Please count how many lines in the entries below contain the word "background" and reply with that number alone.

Entries for locating named things:
########################################

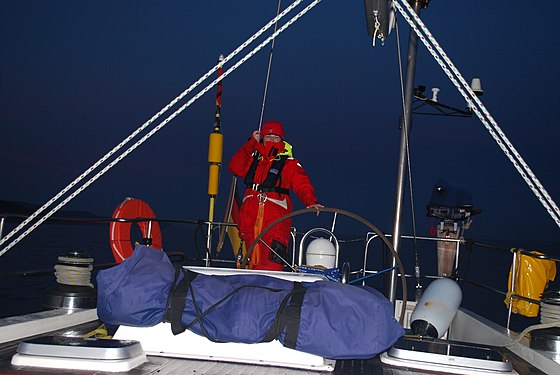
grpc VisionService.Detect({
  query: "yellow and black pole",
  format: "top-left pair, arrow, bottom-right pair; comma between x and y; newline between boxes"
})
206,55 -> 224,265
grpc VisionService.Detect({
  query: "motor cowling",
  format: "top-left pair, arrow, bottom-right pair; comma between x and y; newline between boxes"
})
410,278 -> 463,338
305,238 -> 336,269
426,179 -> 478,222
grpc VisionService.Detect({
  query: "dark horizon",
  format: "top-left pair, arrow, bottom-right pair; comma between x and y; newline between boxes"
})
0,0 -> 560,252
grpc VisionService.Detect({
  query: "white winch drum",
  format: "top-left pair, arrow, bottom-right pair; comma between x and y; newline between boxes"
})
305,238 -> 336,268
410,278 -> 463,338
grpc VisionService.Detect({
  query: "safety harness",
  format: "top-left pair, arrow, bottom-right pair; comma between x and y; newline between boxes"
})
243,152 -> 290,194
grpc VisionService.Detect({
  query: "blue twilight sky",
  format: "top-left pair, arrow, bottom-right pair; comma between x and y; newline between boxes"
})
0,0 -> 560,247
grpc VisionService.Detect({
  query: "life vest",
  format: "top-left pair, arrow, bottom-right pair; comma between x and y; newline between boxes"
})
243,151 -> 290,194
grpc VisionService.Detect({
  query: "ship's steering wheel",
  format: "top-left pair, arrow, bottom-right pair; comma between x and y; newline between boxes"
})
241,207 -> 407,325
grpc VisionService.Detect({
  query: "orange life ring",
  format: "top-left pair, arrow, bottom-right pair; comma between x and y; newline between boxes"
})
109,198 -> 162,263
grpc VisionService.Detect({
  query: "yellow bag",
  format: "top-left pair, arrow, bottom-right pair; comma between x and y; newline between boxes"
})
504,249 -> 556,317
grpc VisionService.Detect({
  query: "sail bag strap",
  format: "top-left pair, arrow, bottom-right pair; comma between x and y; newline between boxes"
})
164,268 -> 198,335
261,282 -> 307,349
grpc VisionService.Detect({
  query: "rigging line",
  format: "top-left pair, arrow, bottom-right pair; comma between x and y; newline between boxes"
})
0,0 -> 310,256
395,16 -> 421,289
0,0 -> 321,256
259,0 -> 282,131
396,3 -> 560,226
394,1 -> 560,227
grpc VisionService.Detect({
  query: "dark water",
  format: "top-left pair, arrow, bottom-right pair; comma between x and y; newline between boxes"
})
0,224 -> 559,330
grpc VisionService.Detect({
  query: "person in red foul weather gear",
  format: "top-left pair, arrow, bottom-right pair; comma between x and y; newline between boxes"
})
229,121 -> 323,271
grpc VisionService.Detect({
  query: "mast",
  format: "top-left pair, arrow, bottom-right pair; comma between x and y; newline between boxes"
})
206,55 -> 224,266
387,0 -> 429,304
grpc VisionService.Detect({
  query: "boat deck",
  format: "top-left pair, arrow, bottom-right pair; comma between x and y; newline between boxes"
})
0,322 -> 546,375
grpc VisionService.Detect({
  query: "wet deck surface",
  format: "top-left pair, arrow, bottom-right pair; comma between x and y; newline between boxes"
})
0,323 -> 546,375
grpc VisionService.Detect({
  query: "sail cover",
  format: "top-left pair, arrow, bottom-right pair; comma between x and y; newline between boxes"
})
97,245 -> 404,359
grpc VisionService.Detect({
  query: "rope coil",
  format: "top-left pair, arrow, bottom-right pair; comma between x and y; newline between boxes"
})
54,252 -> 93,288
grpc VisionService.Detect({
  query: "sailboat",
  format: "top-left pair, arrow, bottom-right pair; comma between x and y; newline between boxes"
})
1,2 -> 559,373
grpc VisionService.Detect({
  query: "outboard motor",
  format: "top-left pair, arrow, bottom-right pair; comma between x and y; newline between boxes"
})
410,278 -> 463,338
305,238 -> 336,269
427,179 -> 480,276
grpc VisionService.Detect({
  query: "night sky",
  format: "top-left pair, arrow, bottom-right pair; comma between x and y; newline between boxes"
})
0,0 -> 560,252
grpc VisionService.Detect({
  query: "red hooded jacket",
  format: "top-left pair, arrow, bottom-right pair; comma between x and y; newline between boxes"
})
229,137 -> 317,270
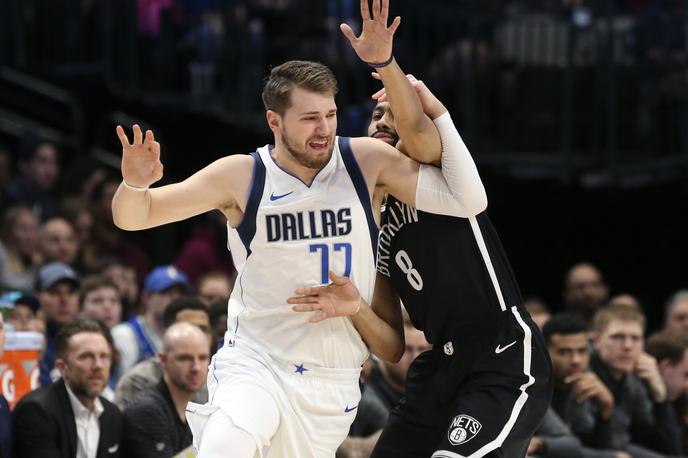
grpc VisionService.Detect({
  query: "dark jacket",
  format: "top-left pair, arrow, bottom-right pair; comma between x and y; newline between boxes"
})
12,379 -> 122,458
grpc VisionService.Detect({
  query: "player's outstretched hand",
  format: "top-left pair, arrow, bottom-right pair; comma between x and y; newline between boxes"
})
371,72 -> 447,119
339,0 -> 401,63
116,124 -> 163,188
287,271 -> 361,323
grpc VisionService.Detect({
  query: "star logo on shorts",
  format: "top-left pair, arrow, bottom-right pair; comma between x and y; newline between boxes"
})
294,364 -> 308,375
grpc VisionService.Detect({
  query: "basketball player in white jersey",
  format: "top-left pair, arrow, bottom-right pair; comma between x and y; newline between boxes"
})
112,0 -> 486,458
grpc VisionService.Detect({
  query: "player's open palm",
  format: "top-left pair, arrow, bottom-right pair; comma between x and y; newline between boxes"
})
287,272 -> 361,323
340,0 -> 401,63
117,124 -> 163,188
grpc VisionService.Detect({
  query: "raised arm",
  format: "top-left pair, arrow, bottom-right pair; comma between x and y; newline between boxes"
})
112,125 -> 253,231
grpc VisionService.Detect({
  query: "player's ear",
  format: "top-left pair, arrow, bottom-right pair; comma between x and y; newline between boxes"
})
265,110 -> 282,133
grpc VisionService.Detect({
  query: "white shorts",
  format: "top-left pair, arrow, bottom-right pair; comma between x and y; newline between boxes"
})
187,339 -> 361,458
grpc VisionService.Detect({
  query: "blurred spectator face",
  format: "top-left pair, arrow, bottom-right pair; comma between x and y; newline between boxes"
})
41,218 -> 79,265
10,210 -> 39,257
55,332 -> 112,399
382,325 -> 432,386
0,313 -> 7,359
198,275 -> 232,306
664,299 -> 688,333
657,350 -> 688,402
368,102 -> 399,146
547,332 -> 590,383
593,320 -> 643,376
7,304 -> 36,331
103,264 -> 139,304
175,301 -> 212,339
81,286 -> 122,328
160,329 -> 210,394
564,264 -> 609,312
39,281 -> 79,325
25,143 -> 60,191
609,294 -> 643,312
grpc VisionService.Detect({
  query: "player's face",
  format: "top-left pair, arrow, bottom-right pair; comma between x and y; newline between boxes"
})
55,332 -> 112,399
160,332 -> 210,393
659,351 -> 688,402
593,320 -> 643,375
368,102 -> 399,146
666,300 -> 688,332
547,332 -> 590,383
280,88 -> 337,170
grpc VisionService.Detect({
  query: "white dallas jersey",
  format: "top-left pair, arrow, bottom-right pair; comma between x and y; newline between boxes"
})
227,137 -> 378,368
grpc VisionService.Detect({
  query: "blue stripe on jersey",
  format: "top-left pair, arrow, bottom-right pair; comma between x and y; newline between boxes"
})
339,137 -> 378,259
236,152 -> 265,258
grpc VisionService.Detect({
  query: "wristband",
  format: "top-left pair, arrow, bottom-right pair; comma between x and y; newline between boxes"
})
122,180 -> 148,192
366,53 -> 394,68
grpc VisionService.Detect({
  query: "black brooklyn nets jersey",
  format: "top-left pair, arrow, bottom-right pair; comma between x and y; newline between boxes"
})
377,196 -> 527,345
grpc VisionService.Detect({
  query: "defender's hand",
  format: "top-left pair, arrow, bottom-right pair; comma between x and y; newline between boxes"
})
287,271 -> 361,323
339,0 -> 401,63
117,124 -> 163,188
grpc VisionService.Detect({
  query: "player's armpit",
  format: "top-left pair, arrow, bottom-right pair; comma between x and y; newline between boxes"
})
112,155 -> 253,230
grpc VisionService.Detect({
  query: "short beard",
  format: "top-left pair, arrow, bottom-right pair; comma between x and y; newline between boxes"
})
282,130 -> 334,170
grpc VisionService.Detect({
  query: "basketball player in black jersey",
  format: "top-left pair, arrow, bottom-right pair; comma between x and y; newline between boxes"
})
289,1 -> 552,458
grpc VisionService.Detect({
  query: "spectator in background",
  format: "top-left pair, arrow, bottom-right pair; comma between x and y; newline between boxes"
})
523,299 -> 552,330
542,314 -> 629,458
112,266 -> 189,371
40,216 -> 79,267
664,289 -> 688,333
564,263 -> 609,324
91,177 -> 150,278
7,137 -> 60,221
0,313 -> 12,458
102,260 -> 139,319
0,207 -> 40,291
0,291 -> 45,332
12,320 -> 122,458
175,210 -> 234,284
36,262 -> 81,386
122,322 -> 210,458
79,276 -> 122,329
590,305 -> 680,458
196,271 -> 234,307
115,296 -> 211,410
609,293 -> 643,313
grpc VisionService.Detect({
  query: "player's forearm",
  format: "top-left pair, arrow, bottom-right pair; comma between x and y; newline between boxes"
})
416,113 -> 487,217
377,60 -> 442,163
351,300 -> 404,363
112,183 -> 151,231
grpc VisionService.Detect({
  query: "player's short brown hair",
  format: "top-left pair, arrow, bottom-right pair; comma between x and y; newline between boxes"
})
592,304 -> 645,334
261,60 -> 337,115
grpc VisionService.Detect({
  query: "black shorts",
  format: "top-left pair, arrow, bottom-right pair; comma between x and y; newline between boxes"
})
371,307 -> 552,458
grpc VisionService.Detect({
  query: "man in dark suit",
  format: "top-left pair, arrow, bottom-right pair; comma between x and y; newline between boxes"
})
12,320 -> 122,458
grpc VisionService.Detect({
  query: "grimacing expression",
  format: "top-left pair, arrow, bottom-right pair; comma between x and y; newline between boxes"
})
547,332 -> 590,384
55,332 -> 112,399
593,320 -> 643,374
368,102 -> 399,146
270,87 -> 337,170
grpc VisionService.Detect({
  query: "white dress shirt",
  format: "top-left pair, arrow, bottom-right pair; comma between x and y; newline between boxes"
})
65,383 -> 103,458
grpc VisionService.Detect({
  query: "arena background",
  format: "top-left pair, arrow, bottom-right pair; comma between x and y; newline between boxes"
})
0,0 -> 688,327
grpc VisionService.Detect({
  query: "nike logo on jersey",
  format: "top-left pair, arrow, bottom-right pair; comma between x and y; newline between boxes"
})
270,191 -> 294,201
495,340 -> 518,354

########################################

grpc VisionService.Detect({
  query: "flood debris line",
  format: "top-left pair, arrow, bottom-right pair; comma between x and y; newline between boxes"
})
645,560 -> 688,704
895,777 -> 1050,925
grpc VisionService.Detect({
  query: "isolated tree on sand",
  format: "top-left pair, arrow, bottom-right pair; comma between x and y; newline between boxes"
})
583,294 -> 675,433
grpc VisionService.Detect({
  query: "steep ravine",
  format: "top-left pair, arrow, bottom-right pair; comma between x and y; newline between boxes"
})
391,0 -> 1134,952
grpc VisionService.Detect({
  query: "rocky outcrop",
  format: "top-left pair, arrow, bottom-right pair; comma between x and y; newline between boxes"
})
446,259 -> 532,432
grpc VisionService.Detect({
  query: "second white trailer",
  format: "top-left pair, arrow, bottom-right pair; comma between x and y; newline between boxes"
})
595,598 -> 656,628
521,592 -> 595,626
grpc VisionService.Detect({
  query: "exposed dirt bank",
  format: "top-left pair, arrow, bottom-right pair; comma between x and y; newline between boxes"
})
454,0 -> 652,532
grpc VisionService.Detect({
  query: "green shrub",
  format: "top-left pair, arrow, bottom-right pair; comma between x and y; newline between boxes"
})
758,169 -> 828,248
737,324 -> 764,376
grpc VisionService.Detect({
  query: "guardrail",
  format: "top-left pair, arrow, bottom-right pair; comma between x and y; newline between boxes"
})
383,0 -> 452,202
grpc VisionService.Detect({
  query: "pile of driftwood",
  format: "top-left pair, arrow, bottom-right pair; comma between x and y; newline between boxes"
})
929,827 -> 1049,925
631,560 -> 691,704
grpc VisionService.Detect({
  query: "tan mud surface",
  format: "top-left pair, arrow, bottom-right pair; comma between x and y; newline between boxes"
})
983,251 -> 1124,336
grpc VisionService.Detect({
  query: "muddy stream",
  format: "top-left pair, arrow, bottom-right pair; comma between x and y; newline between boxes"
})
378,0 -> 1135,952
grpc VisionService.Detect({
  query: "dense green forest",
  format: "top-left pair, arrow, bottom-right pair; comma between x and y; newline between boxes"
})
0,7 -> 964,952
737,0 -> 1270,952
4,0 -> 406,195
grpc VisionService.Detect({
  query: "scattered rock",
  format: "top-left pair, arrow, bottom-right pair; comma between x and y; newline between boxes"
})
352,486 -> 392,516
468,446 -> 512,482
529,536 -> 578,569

########################################

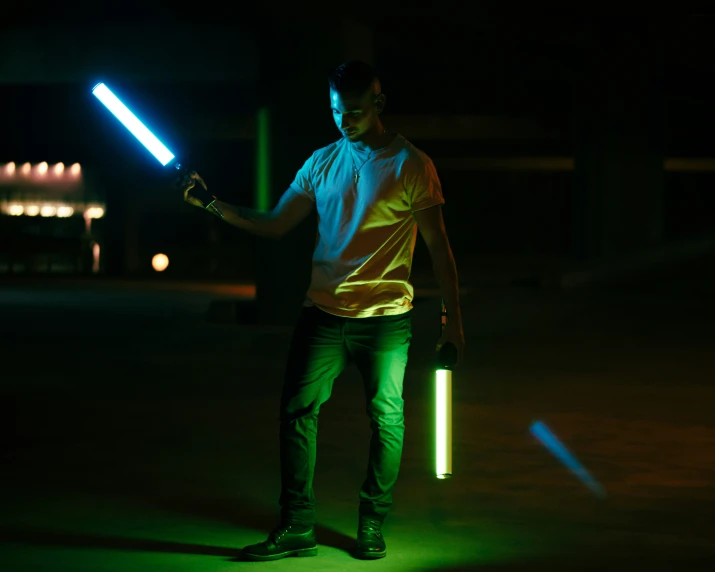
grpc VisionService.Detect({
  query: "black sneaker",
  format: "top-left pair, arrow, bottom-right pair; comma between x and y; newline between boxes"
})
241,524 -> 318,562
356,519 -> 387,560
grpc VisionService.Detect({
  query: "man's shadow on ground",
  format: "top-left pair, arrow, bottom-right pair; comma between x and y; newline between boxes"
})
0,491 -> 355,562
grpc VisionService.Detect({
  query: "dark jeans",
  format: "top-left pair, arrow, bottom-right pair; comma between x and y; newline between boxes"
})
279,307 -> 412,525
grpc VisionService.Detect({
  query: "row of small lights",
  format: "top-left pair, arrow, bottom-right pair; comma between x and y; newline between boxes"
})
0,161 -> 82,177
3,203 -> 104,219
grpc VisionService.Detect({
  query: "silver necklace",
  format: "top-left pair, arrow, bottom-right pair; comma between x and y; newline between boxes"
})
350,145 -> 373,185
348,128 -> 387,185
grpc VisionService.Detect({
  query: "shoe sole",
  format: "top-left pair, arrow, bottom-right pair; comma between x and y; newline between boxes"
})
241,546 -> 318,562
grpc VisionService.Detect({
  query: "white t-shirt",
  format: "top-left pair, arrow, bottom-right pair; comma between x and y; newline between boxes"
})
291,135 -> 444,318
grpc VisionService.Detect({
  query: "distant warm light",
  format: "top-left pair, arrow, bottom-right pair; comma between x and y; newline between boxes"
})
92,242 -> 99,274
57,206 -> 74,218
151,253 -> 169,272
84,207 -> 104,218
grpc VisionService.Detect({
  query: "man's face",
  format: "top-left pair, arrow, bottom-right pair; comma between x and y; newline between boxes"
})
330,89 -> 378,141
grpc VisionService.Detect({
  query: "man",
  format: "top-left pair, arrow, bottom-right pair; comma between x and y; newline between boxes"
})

########################################

**Worked solution:**
2